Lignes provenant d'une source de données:
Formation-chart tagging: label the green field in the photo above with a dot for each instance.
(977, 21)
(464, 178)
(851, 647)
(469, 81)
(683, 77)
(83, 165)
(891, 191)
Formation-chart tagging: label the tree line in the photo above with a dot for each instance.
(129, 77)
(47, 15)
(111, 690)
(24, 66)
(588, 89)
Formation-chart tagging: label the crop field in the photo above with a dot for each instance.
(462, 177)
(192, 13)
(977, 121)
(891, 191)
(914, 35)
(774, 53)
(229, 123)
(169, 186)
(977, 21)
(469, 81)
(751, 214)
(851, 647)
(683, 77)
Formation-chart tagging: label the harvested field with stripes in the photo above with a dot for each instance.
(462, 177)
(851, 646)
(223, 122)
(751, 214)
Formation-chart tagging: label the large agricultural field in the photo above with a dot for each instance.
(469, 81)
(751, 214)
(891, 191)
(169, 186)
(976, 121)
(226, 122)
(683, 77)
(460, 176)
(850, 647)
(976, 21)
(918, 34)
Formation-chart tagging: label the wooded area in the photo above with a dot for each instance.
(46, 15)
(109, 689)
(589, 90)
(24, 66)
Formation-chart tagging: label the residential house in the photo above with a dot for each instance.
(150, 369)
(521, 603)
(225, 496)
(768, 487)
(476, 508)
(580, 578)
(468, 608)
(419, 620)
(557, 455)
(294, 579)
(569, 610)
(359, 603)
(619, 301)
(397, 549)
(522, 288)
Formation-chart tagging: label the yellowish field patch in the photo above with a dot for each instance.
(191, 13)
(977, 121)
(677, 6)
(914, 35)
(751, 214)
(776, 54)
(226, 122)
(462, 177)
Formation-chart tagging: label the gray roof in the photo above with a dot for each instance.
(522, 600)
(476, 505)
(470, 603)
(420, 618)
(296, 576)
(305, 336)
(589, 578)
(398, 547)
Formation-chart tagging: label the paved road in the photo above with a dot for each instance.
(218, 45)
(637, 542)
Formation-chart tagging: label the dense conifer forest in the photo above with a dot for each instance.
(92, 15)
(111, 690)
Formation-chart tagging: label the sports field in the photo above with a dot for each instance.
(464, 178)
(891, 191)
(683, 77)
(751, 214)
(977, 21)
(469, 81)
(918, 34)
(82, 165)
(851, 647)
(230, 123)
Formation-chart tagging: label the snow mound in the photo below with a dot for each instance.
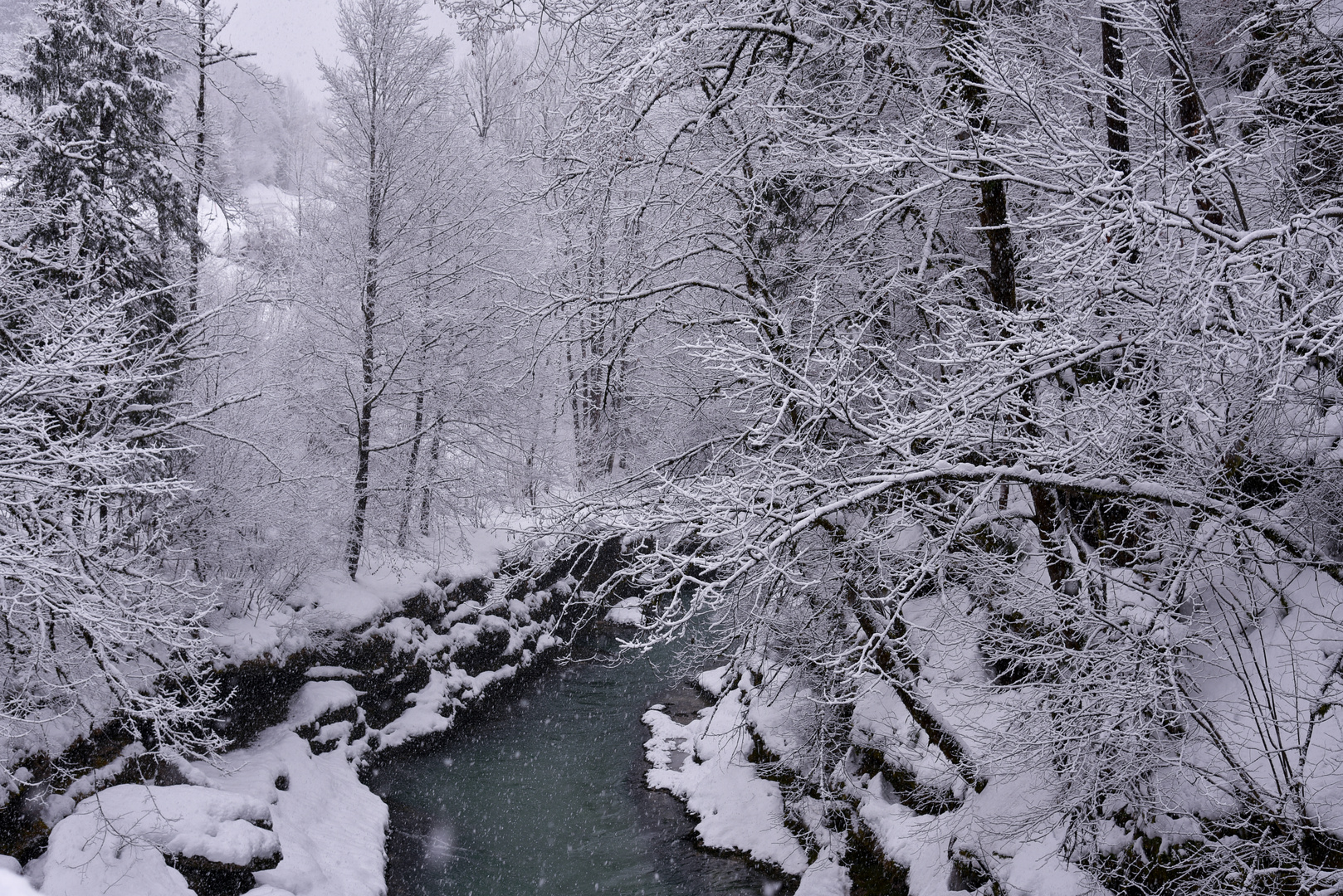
(738, 811)
(13, 885)
(626, 613)
(115, 840)
(330, 826)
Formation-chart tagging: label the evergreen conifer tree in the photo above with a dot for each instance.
(93, 151)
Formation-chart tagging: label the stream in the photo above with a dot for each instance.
(545, 794)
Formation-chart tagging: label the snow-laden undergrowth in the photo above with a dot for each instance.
(288, 806)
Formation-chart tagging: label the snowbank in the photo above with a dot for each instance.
(115, 840)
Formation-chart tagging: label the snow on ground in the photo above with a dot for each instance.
(704, 763)
(330, 602)
(11, 884)
(330, 826)
(115, 840)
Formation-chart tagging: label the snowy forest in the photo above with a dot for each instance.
(912, 427)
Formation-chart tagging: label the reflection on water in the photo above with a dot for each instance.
(545, 796)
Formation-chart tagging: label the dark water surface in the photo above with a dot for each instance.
(545, 796)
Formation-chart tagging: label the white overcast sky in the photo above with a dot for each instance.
(288, 37)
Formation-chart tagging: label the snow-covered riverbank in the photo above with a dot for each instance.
(339, 674)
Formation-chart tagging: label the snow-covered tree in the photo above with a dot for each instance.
(1032, 368)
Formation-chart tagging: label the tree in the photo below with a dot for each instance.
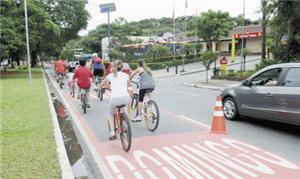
(71, 16)
(158, 51)
(211, 25)
(284, 19)
(207, 58)
(42, 30)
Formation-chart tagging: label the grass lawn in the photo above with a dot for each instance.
(28, 148)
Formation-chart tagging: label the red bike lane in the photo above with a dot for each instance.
(186, 155)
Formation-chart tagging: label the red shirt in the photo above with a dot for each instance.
(59, 66)
(83, 76)
(108, 69)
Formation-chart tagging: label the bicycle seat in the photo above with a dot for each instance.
(121, 106)
(150, 91)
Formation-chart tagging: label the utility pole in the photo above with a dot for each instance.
(183, 56)
(195, 48)
(264, 35)
(27, 42)
(174, 50)
(242, 46)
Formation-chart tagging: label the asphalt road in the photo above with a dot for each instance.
(187, 112)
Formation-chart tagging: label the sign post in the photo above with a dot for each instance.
(223, 62)
(107, 8)
(233, 49)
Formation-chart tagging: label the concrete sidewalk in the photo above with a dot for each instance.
(212, 84)
(195, 68)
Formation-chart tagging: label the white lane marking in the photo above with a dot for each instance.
(218, 113)
(219, 104)
(186, 93)
(194, 121)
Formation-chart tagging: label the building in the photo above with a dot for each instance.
(252, 39)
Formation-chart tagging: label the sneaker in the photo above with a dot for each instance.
(113, 137)
(138, 118)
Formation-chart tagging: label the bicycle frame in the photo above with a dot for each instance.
(147, 98)
(118, 120)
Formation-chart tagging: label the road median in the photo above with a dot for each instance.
(27, 139)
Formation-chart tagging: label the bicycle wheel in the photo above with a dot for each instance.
(125, 132)
(152, 118)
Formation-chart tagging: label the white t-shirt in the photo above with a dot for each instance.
(70, 76)
(118, 85)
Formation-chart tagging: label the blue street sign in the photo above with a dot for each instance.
(109, 7)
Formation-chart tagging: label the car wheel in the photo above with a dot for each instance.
(230, 109)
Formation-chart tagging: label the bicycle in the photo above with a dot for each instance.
(72, 88)
(60, 80)
(122, 126)
(100, 91)
(150, 110)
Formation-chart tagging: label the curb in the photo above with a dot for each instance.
(97, 164)
(202, 70)
(203, 86)
(66, 169)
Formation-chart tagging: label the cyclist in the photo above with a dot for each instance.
(119, 82)
(83, 75)
(146, 84)
(108, 67)
(70, 77)
(59, 67)
(97, 66)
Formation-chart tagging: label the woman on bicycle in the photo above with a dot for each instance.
(119, 83)
(146, 84)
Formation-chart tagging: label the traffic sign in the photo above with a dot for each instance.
(109, 7)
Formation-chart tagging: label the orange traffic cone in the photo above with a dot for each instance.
(218, 123)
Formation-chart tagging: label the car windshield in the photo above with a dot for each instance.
(267, 77)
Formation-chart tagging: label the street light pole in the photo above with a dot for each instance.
(242, 47)
(27, 42)
(108, 19)
(183, 56)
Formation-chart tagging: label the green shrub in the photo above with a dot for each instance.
(230, 73)
(23, 67)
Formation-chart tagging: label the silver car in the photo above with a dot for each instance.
(272, 93)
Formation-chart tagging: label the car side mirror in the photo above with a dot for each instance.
(246, 83)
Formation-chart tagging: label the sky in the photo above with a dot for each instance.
(135, 10)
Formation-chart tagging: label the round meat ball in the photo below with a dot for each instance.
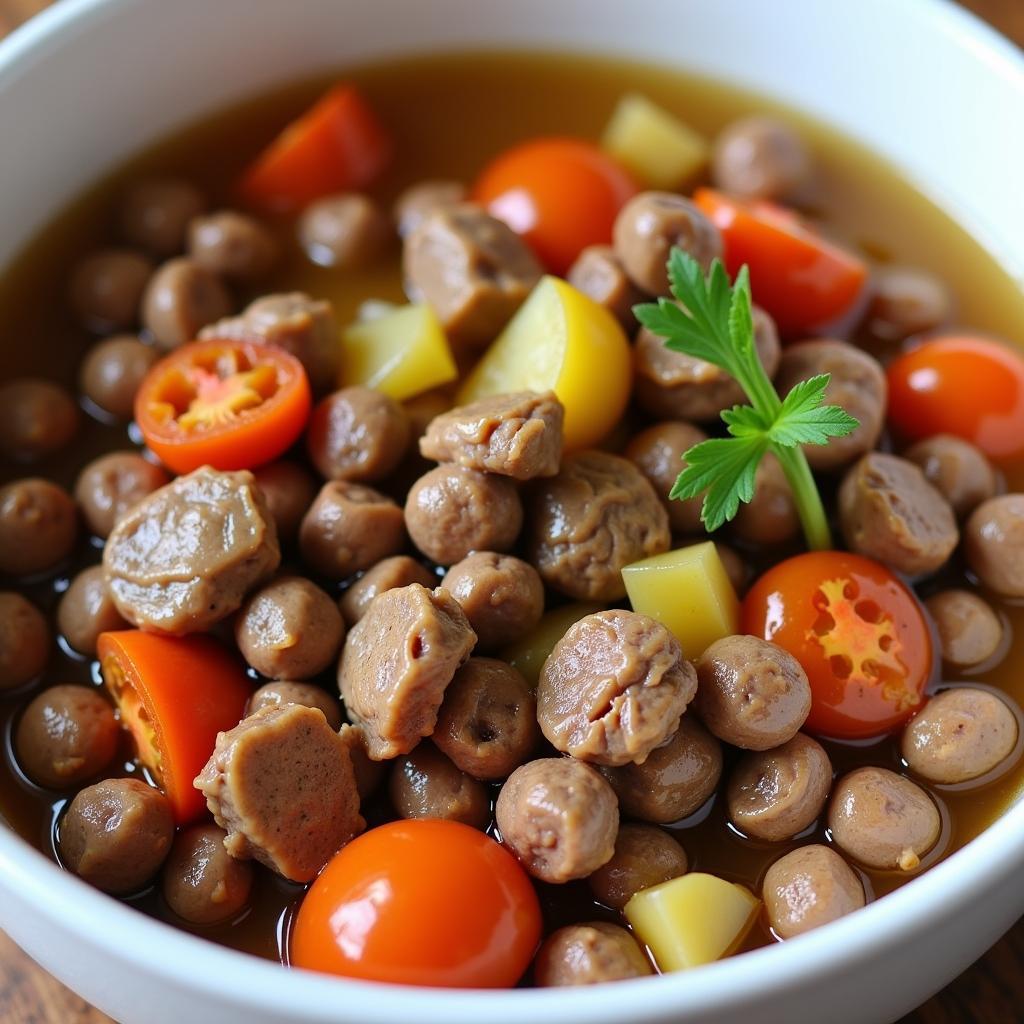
(993, 539)
(289, 629)
(961, 734)
(598, 515)
(398, 570)
(113, 371)
(613, 688)
(348, 231)
(649, 225)
(180, 299)
(676, 779)
(289, 491)
(658, 454)
(752, 693)
(559, 817)
(760, 158)
(771, 517)
(645, 856)
(86, 609)
(202, 883)
(116, 835)
(38, 526)
(349, 527)
(155, 214)
(503, 597)
(25, 641)
(66, 736)
(37, 418)
(905, 301)
(107, 289)
(453, 511)
(956, 469)
(883, 820)
(589, 954)
(113, 484)
(284, 692)
(426, 784)
(357, 434)
(808, 888)
(857, 384)
(970, 631)
(775, 795)
(487, 721)
(233, 245)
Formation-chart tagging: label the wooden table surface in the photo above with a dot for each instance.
(989, 992)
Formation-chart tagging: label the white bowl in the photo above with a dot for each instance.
(91, 81)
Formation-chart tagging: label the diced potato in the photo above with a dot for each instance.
(529, 653)
(400, 352)
(688, 591)
(659, 150)
(692, 920)
(560, 340)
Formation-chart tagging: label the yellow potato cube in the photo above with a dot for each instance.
(692, 920)
(688, 591)
(659, 150)
(401, 353)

Consigne: Pourriez-vous recopier à l'identique les lignes en partant de celle qui contient « Formation-chart tagging: label the snowy » et en allant jusqu'à celle qui contient « (1032, 368) », ces deux lignes comprises, sans rien y ajouter ?

Résultat attendu:
Formation-chart tagging: label the snowy forest in the photo above with a dot for each instance.
(912, 427)
Formation-chart tagging: label the reflection on water in the photo above with a dot for each instance.
(545, 796)
Formation-chart tagging: label the dark water surface in the photo above with a dot for each instance.
(545, 796)
Formation-chart tagging: label the white overcast sky in the photo above with a dot for each instance.
(288, 37)
Formation-chart tagging: label the snow-covered riverbank in the photo above with a dot for each instance.
(339, 674)
Formation-chart tagging: label the snow-covered tree in the photo above with a dot for each instance.
(1032, 368)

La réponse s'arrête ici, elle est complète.